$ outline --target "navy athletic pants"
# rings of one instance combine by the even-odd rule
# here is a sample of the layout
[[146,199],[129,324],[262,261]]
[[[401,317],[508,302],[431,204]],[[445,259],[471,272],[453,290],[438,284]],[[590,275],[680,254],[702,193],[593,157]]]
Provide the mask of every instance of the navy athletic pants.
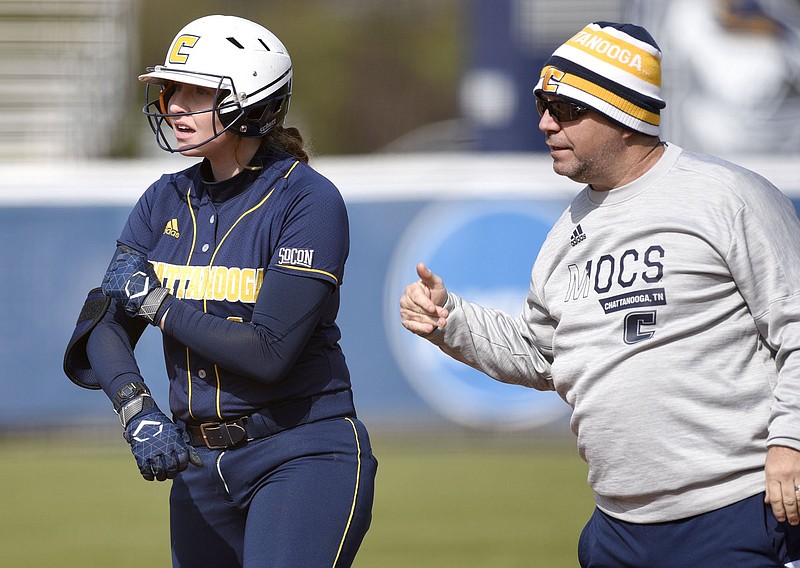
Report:
[[800,568],[800,526],[779,523],[764,493],[678,521],[626,523],[595,509],[582,568]]
[[346,568],[369,528],[377,461],[355,418],[229,450],[197,448],[170,494],[178,568]]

========================

◆ PROBLEM TO SOLVE
Each record must be repeated verbatim, and no picture may appear in the copy.

◆ TASK RESPONSE
$ outline --target "navy athletic pants"
# rings of one instance combine by the even-odd rule
# here is a sample of the layout
[[146,199],[129,324],[262,261]]
[[[401,317],[508,302],[431,204]],[[445,259],[471,272],[453,290],[438,284]],[[590,275],[680,254],[702,193],[593,157]]]
Provide the mask of every instance of the navy athletic pants.
Report:
[[800,568],[800,526],[779,523],[764,493],[678,521],[626,523],[595,509],[582,568]]
[[346,568],[369,528],[377,461],[355,418],[229,450],[197,448],[170,494],[178,568]]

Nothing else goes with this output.